### STATED TASK
Write the next part of the text on readers' first impressions of HDTV, starting after its final sentence.

### EXTRACTED TEXT
With the BBC formally beginning its own HDTV broadcasts on Saturday, four readers give their impressions of the new service.

JEFF NEWTON

HD TV
Jeff Newton: "The picture quality is outstanding."

Having been one of the lucky few to have Sky HD installed this week, I've had five days to form my own opinions of the latest technology in TV.

There is absolutely no doubt that the picture quality is outstanding.

There has been lots of talk about whether it is important to be able to see the sweat on an actor's face. It's not.

It is, however, fantastic to see the detail and colours of nature in the latest Discovery HD programme or see one of your favourite movies in screen quality that you have never seen before.

I think possibly the best way to explain the difference between standard TV and HDTV is to remember VHS against DVD.

Could you go back to VHS from your DVD? No, and I think it's fair to say that I won't be going back to standard TV.

AUSTIN GRANT

Austin Grant
Austin Grant: "There will be no going back."

After the Sky engineer left on Monday, I had a quick scan through the HD channels - the picture quality is superb.

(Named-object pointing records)
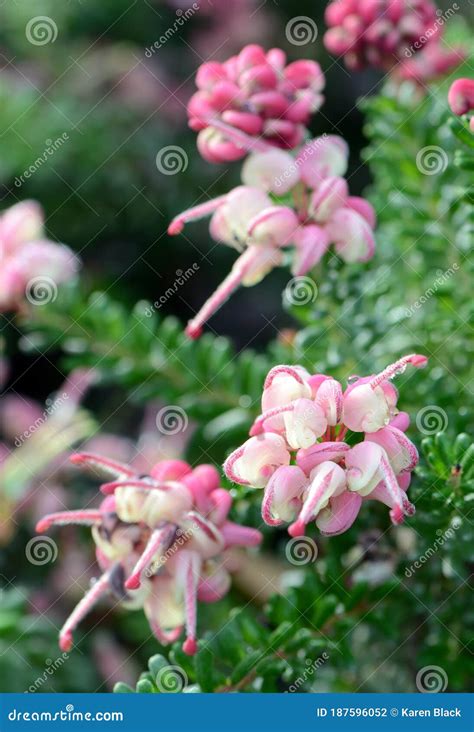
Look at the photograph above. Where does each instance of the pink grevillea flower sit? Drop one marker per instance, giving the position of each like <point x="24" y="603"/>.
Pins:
<point x="461" y="98"/>
<point x="31" y="266"/>
<point x="253" y="220"/>
<point x="163" y="542"/>
<point x="394" y="35"/>
<point x="253" y="101"/>
<point x="319" y="451"/>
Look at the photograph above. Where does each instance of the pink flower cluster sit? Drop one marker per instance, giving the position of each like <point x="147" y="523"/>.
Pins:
<point x="252" y="220"/>
<point x="390" y="33"/>
<point x="305" y="451"/>
<point x="253" y="101"/>
<point x="163" y="542"/>
<point x="27" y="258"/>
<point x="461" y="98"/>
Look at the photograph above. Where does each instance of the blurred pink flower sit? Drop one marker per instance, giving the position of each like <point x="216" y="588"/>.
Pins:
<point x="461" y="98"/>
<point x="393" y="35"/>
<point x="321" y="213"/>
<point x="31" y="266"/>
<point x="163" y="542"/>
<point x="253" y="101"/>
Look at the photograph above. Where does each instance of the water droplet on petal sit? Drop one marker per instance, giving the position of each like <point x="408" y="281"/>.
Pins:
<point x="352" y="379"/>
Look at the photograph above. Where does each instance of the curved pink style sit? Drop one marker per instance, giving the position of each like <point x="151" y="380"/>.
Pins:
<point x="162" y="542"/>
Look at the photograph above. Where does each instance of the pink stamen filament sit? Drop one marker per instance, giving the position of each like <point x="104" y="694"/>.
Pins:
<point x="64" y="518"/>
<point x="396" y="493"/>
<point x="91" y="597"/>
<point x="111" y="467"/>
<point x="341" y="434"/>
<point x="222" y="501"/>
<point x="223" y="292"/>
<point x="157" y="544"/>
<point x="194" y="213"/>
<point x="108" y="488"/>
<point x="191" y="577"/>
<point x="414" y="359"/>
<point x="229" y="466"/>
<point x="315" y="493"/>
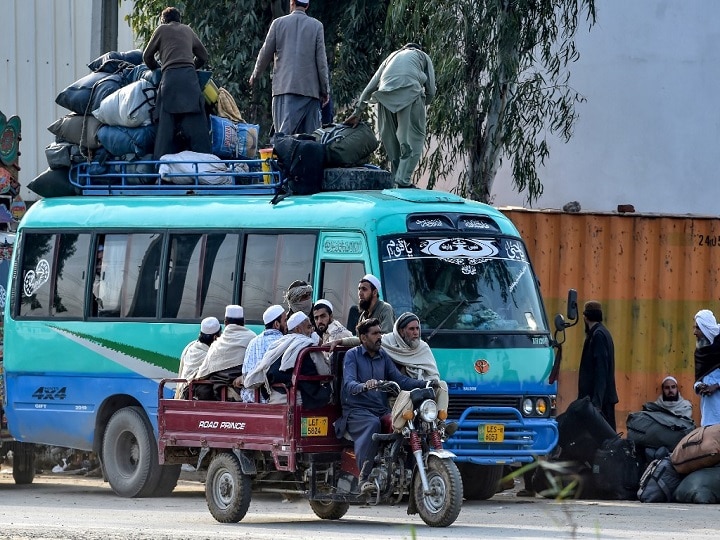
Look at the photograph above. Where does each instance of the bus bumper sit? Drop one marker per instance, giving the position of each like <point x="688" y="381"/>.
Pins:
<point x="523" y="439"/>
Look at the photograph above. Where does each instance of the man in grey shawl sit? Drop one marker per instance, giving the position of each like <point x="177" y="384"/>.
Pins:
<point x="274" y="372"/>
<point x="224" y="360"/>
<point x="672" y="400"/>
<point x="195" y="352"/>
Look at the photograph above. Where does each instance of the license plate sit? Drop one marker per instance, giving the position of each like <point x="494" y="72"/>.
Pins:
<point x="314" y="426"/>
<point x="491" y="432"/>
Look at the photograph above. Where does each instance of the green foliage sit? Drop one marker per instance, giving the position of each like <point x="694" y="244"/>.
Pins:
<point x="503" y="84"/>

### EXERCISE RESPONSE
The first thing I noticed was picture clarity, detail and sharpness, the colours really stand out. And you are blown away with the feeling of depth perception.

It is amazing how quickly you get use to the HD quality, and end up not watching the normal channels as they look blurry in comparison.

Looking forward to watching the Planet Earth series starting on the BBC HD channel and also the World Cup.

You need to experience the viewing to understand what all the fuss is about. Once you do, there will be no going back.

ROB PRESTON

Rob Preston
Rob: "Standard definition is like watching TV through clingfilm."

I've watched several broadcasts in HD including the 5-day international cricket match, the England football friendly and the HD previews on BBC HD.

The most obvious differences between standard definition and HD is the detail and the vibrancy of colour. Watching standard definition is like watching TV through clingfilm.

Simple things, like looking at the grass on the football pitch, the whiskers on a man's beard; the fine detail is amazing, it's like you're there.

RAHUL PATEL

Rahul Patel
Rahul: "The hype is worthy."

Firstly, the hype is worthy. Some of the broadcasts I have seen have been breathtaking, especially the natural history programmes.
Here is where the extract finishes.